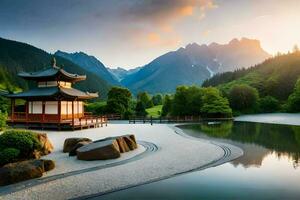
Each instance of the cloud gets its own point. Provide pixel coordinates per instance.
(156, 19)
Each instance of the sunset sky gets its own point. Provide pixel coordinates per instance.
(131, 33)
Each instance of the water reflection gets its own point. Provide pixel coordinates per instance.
(268, 169)
(256, 139)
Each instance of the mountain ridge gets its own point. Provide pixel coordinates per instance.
(193, 64)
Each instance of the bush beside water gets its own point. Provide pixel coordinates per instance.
(17, 145)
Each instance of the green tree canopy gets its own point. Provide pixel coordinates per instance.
(214, 105)
(157, 99)
(294, 99)
(269, 104)
(167, 106)
(243, 98)
(118, 100)
(145, 98)
(187, 101)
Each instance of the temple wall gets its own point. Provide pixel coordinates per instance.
(51, 107)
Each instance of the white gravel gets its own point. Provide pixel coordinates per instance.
(177, 154)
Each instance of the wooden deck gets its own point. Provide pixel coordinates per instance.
(20, 120)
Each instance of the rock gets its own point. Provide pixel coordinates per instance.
(24, 170)
(122, 145)
(47, 146)
(130, 141)
(70, 143)
(78, 145)
(121, 142)
(49, 165)
(106, 149)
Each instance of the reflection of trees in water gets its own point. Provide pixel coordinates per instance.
(283, 139)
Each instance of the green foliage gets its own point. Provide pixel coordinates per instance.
(145, 99)
(269, 104)
(294, 99)
(243, 98)
(25, 141)
(155, 111)
(3, 118)
(97, 108)
(167, 106)
(118, 100)
(9, 155)
(214, 105)
(275, 77)
(140, 109)
(157, 99)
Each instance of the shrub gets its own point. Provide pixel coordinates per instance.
(243, 98)
(293, 104)
(269, 104)
(25, 141)
(9, 155)
(214, 105)
(3, 118)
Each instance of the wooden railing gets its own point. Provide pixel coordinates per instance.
(177, 119)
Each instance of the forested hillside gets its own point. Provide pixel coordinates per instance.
(17, 56)
(274, 77)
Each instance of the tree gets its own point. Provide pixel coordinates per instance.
(295, 48)
(118, 100)
(157, 99)
(187, 101)
(269, 104)
(243, 98)
(167, 106)
(140, 109)
(294, 99)
(214, 105)
(144, 97)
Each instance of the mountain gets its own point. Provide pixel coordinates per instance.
(89, 63)
(194, 64)
(16, 56)
(275, 77)
(121, 73)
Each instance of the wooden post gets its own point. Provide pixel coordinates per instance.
(12, 110)
(73, 115)
(59, 113)
(43, 113)
(26, 112)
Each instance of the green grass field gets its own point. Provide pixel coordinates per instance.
(154, 111)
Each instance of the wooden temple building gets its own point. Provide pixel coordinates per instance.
(54, 103)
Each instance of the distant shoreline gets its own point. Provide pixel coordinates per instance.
(272, 118)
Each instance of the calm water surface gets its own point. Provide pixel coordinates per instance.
(269, 168)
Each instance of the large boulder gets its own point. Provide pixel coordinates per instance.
(78, 145)
(24, 170)
(106, 149)
(121, 142)
(130, 141)
(70, 143)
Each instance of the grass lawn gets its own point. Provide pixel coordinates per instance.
(154, 111)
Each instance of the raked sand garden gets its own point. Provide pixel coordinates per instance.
(163, 151)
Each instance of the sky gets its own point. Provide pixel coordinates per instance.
(131, 33)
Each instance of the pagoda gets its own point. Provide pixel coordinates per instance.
(53, 102)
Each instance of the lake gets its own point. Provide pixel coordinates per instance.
(269, 168)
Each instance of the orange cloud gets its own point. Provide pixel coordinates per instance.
(186, 10)
(153, 38)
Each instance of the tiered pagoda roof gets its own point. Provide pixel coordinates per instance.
(53, 73)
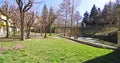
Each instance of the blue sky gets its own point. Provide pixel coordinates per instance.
(84, 5)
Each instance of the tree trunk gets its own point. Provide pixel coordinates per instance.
(22, 26)
(14, 31)
(118, 33)
(50, 31)
(45, 36)
(41, 31)
(7, 29)
(28, 32)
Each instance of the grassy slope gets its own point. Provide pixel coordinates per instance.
(53, 50)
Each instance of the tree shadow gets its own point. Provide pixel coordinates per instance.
(113, 57)
(10, 39)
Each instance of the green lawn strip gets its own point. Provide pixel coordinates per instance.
(51, 50)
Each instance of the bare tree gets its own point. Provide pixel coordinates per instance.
(118, 21)
(23, 8)
(74, 5)
(65, 12)
(29, 20)
(52, 18)
(6, 11)
(14, 16)
(45, 19)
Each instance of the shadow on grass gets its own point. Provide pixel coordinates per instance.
(11, 39)
(113, 57)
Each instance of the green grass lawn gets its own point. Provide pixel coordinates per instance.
(55, 50)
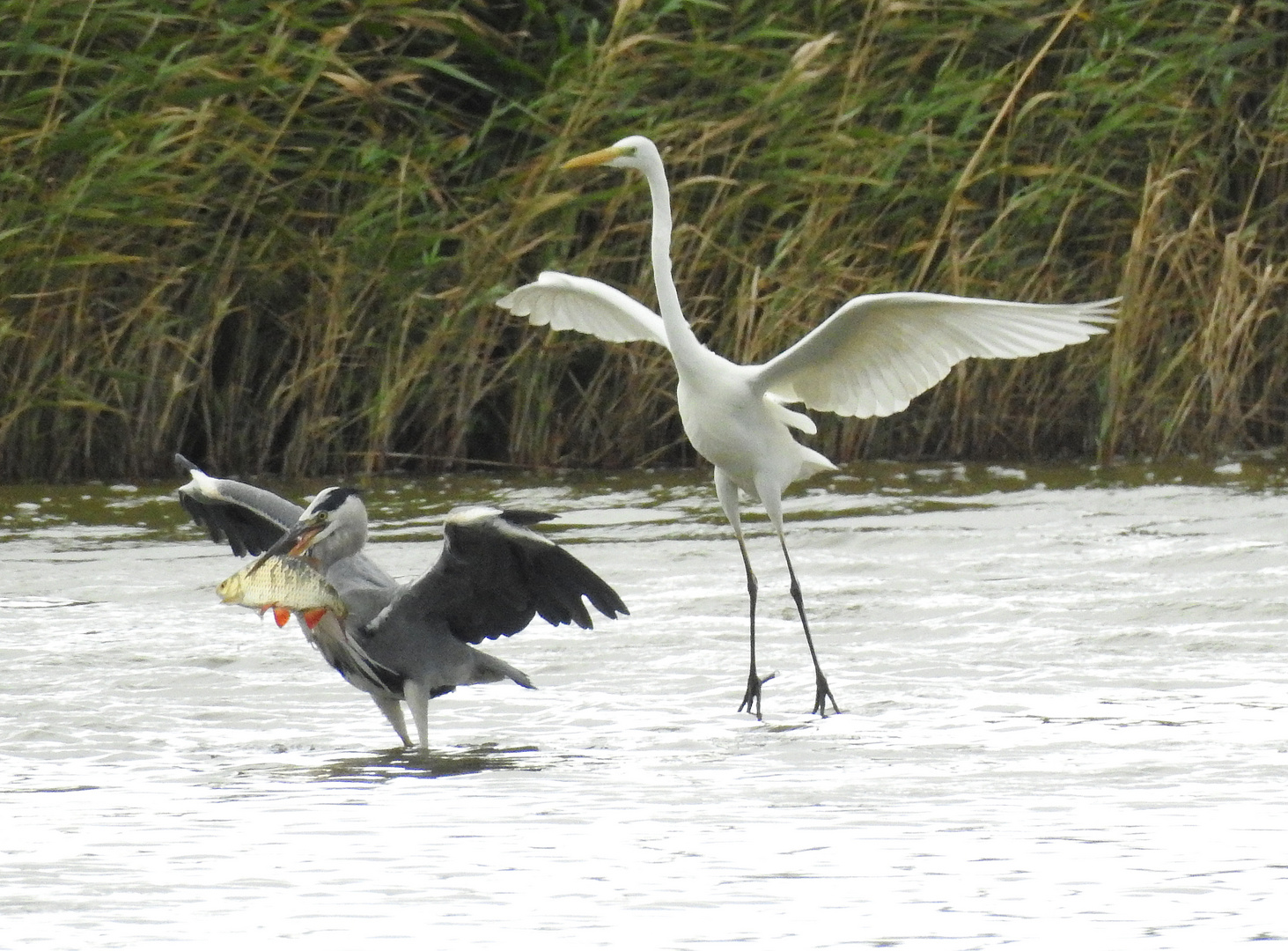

#### [Exercise instructions]
Reproduce word for word the part that opens with the line containing "Each instance of the shadow" and runs through the end of the records, leaving out any picture.

#### [Solved problem]
Each instance of the shadow on grass gets its own point. Provide pixel coordinates per instance.
(11, 39)
(113, 57)
Each instance of the green grass lawn gets its own point. Provide pixel coordinates per instance.
(55, 50)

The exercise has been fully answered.